Boosting the Spirit of Volunteerism One Community at a Time!

New project trains skilled volunteers in Israeli Arab communities.

Special Collections: LEND A HAND


 (Photo by Aya Schada from Sakhnin)

It takes a village not just for raising children but also for building a community that helps and sustains the people that reside there. That's exactly what is happening in Arab Israeli villages, towns, and cities.

There are 189 predominantly Arab communities in Israel and these communities are located in the periphery and not in the center. Places that are off the beaten path, do not usually benefit from the same access to healthcare, education, and job opportunities making life harder. But one organization, Ruach Tova or Good Spirit is working on a project called Yad La’ Kehila (helping hand to the community) to train volunteers in the communities to help solve some of these issues.

Ruach Tova – part of the Ted Arison Family Foundation – is the home for volunteering in Israel and its largest project is Good Deeds Day, a global day of volunteering. In Israel, 600,000 of Israeli Arabs take part in Good Deeds Day and the numbers are growing. The spirit of volunteerism is in the community and the organization decided to harness this and make year-long volunteering more attractive and far more effective.

## Problem to solve
According to the article on volunteering in Israeli Arab communities, why is life harder in many of Israel's predominantly Arab communities?

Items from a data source

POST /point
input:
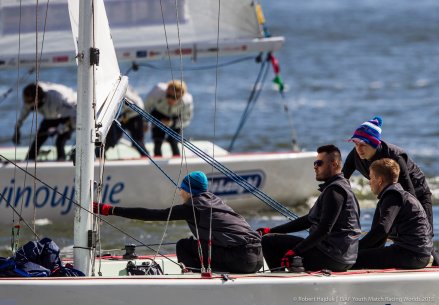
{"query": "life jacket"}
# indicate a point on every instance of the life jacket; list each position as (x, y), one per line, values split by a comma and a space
(36, 259)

## Written response
These communities lie in the periphery rather than the center, off the beaten path. Because of this, they usually lack the same access to healthcare, education, and job opportunities as other places, which makes life harder.